[WORK INSTRUCTIONS]:
Copy out exactly every line from the line containing "Mark one point on each instance of the wind turbine in" until the records below end, inclusive of both boundary lines.

╭─ INPUT DATA

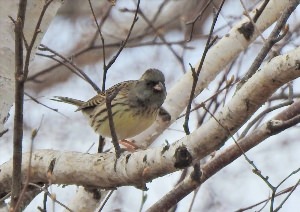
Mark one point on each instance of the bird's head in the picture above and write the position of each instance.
(150, 89)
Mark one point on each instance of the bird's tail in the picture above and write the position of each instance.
(68, 100)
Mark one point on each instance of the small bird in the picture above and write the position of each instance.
(134, 108)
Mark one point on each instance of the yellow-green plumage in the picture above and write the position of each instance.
(134, 108)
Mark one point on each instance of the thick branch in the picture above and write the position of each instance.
(233, 44)
(140, 167)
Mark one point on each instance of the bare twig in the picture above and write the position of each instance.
(22, 194)
(195, 74)
(105, 201)
(227, 156)
(19, 101)
(273, 38)
(51, 196)
(45, 48)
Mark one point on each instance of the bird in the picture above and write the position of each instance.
(134, 107)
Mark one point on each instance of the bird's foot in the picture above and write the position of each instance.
(130, 146)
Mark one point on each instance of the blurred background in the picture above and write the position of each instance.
(161, 38)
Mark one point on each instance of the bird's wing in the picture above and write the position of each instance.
(93, 102)
(100, 98)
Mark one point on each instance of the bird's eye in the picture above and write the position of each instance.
(151, 83)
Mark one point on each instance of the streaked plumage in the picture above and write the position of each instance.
(134, 108)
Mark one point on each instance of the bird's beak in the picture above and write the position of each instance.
(159, 87)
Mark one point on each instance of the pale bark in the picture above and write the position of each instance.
(142, 166)
(10, 8)
(220, 55)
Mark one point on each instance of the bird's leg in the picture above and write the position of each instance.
(130, 146)
(109, 98)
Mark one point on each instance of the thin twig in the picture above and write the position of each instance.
(105, 201)
(195, 74)
(273, 38)
(33, 136)
(19, 101)
(86, 77)
(51, 196)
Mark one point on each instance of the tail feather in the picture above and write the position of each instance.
(68, 100)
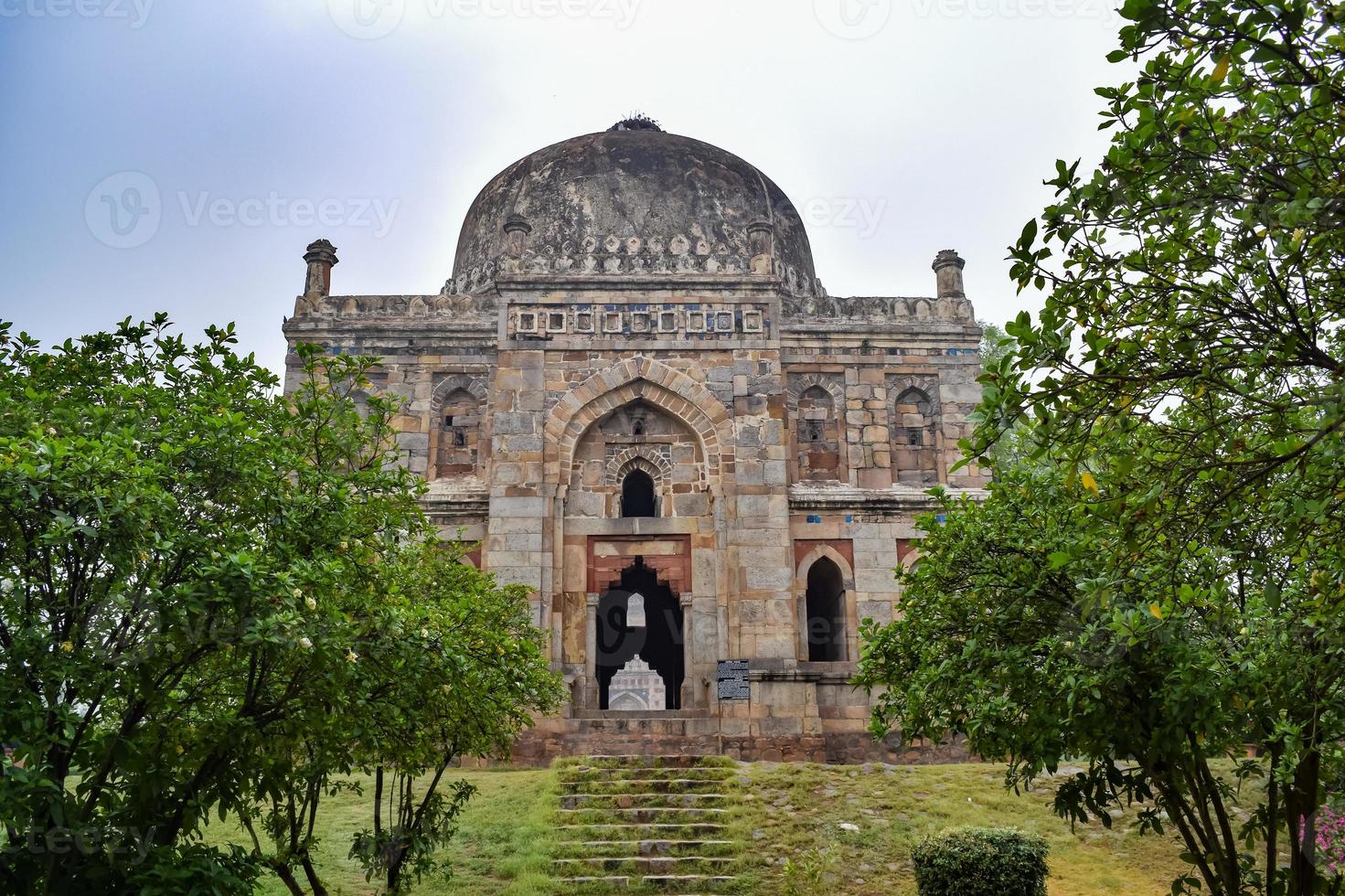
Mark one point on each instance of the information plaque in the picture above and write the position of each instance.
(733, 679)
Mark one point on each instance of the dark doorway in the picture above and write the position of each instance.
(637, 496)
(658, 644)
(825, 610)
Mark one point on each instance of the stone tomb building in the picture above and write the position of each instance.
(636, 396)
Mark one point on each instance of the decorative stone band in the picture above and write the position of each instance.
(702, 319)
(884, 307)
(634, 257)
(684, 320)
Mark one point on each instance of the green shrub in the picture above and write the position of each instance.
(981, 861)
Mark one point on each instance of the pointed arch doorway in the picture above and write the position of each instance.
(639, 618)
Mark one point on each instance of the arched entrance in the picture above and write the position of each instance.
(622, 638)
(825, 613)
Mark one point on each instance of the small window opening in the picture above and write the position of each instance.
(637, 496)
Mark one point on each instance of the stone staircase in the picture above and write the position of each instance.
(646, 825)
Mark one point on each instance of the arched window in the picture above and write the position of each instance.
(637, 496)
(915, 450)
(459, 421)
(825, 613)
(818, 442)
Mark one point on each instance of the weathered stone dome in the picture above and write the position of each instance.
(631, 200)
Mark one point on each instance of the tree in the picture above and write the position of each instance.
(1182, 393)
(205, 605)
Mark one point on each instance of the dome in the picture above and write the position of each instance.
(630, 200)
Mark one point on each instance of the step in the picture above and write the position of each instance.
(646, 830)
(630, 761)
(617, 773)
(643, 784)
(635, 848)
(645, 814)
(660, 881)
(645, 864)
(642, 801)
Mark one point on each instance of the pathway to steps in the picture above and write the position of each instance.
(646, 825)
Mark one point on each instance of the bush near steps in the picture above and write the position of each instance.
(981, 861)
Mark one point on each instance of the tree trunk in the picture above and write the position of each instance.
(1301, 804)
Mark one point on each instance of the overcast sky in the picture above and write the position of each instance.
(179, 155)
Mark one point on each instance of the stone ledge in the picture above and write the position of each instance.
(896, 498)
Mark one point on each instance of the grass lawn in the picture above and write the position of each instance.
(788, 810)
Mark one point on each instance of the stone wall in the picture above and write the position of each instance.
(774, 442)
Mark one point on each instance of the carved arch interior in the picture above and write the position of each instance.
(633, 442)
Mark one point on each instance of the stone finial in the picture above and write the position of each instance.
(947, 268)
(762, 247)
(516, 234)
(320, 257)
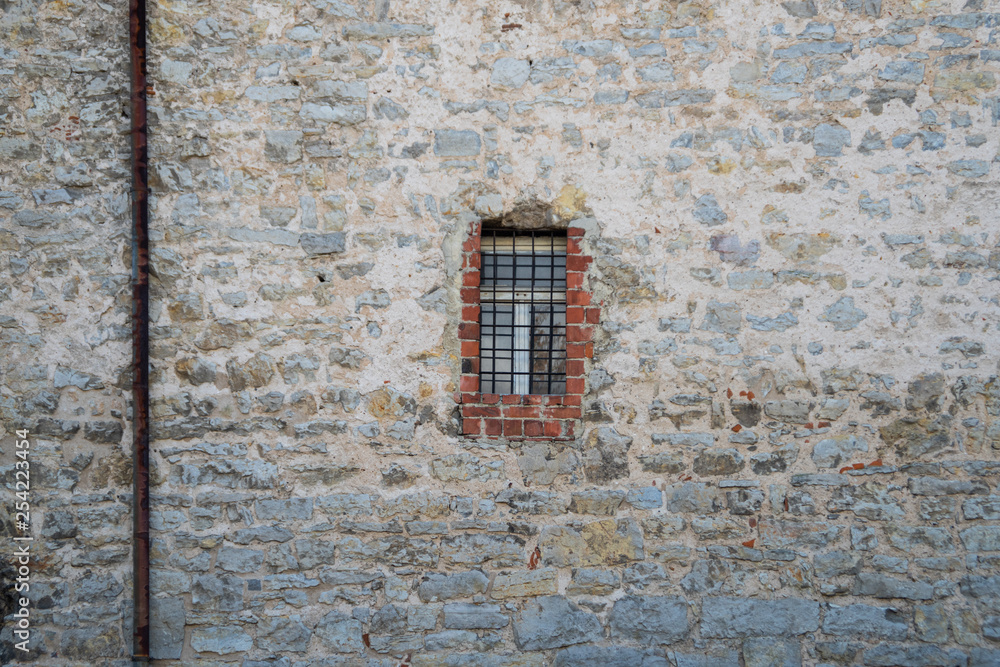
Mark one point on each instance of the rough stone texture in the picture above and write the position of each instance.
(787, 363)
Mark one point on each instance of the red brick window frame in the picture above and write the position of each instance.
(526, 416)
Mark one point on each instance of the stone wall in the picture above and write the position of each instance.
(788, 445)
(65, 298)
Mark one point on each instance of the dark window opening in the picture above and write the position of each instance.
(523, 312)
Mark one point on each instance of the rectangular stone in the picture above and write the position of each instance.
(525, 584)
(724, 617)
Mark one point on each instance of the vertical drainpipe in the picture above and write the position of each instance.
(140, 335)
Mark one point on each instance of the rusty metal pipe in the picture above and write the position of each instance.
(140, 334)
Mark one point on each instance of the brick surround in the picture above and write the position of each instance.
(529, 416)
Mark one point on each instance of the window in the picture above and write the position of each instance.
(522, 290)
(526, 332)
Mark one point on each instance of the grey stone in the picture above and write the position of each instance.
(796, 412)
(222, 639)
(456, 143)
(645, 498)
(835, 451)
(708, 212)
(313, 553)
(553, 622)
(889, 655)
(104, 432)
(843, 315)
(609, 656)
(649, 620)
(510, 72)
(284, 146)
(695, 498)
(588, 581)
(68, 377)
(903, 71)
(284, 510)
(280, 633)
(435, 587)
(339, 633)
(832, 408)
(722, 318)
(829, 140)
(984, 657)
(323, 244)
(835, 563)
(987, 508)
(232, 559)
(718, 461)
(981, 538)
(865, 621)
(605, 455)
(379, 31)
(771, 652)
(911, 538)
(659, 99)
(217, 592)
(885, 587)
(464, 616)
(724, 617)
(716, 656)
(166, 631)
(934, 486)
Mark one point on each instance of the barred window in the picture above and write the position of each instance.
(523, 312)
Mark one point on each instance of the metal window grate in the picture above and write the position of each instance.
(523, 312)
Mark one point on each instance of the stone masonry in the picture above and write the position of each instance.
(787, 448)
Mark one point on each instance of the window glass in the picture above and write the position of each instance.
(523, 312)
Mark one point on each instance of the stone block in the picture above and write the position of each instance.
(771, 652)
(554, 622)
(725, 617)
(649, 620)
(861, 620)
(435, 587)
(464, 616)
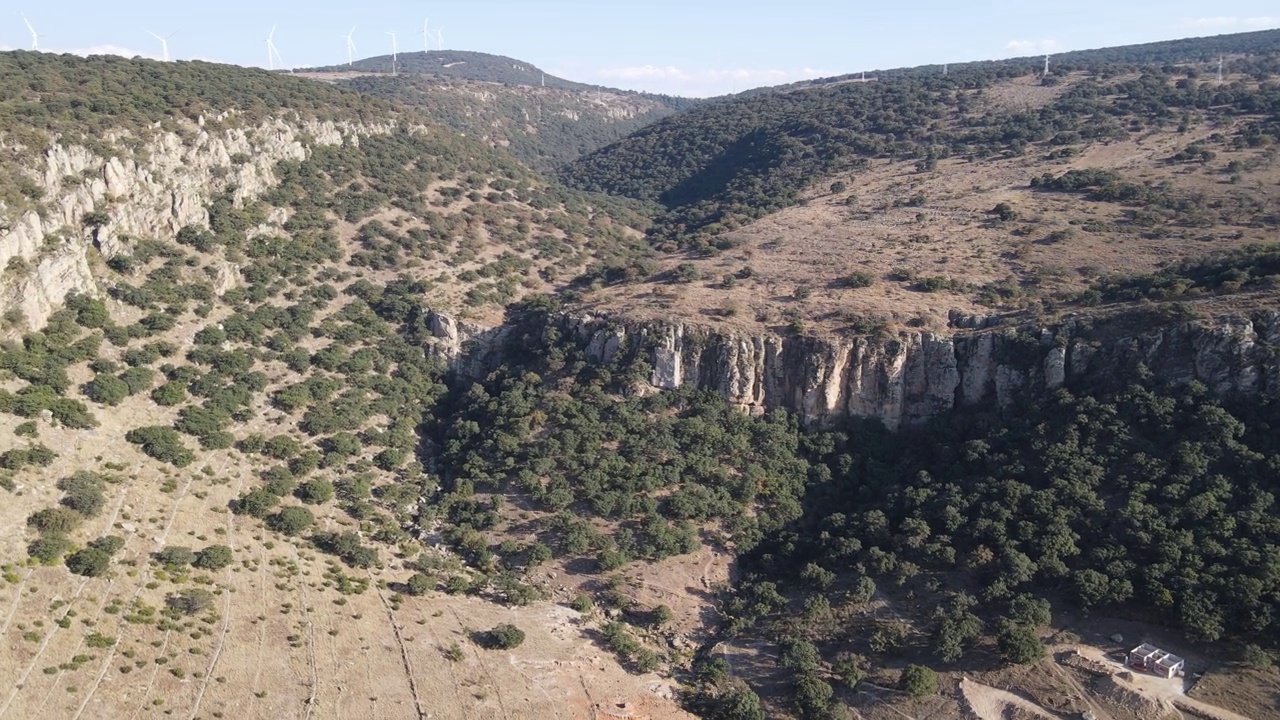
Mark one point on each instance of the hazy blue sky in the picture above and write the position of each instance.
(688, 48)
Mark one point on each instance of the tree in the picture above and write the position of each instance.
(55, 520)
(1018, 643)
(256, 502)
(315, 492)
(800, 655)
(106, 390)
(291, 520)
(420, 584)
(176, 556)
(918, 680)
(90, 561)
(504, 637)
(190, 601)
(214, 557)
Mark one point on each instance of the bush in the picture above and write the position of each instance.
(1018, 643)
(91, 563)
(106, 390)
(176, 556)
(256, 502)
(190, 601)
(503, 637)
(291, 520)
(163, 443)
(214, 557)
(55, 520)
(918, 680)
(315, 492)
(420, 584)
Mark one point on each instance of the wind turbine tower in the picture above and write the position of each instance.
(272, 53)
(35, 36)
(351, 48)
(164, 44)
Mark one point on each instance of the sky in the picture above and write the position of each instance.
(693, 48)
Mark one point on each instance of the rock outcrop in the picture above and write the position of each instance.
(95, 203)
(910, 377)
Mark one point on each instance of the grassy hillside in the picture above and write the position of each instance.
(543, 127)
(728, 163)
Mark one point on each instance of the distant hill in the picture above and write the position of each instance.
(735, 160)
(542, 119)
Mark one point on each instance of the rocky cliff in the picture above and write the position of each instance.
(914, 376)
(95, 201)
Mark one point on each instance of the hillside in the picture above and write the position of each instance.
(542, 119)
(224, 300)
(919, 397)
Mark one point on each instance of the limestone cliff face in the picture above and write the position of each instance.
(912, 377)
(151, 191)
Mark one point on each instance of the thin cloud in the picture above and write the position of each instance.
(672, 80)
(1032, 46)
(1225, 22)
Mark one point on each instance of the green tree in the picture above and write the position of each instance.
(918, 680)
(176, 556)
(214, 557)
(1018, 643)
(504, 637)
(291, 520)
(90, 561)
(106, 390)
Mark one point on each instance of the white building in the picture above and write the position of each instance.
(1151, 659)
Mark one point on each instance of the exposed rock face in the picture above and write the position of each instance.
(149, 192)
(915, 376)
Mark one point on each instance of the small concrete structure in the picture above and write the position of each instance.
(1151, 659)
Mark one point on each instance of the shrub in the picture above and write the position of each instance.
(176, 556)
(315, 492)
(106, 390)
(214, 557)
(109, 545)
(420, 584)
(55, 520)
(190, 601)
(163, 443)
(90, 561)
(918, 680)
(503, 637)
(256, 502)
(1018, 643)
(291, 520)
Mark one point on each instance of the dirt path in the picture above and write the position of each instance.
(991, 703)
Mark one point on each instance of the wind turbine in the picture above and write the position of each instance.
(35, 36)
(273, 54)
(351, 48)
(164, 44)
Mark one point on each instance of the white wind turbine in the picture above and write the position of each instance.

╰─

[RESPONSE TO THIS EXERCISE]:
Mark one point on each instance of the wind turbine in the picture above and write the position of each instance.
(35, 36)
(273, 54)
(351, 48)
(164, 44)
Mark one point on each instance of the white wind turbine in the picture above and write the position of each instance.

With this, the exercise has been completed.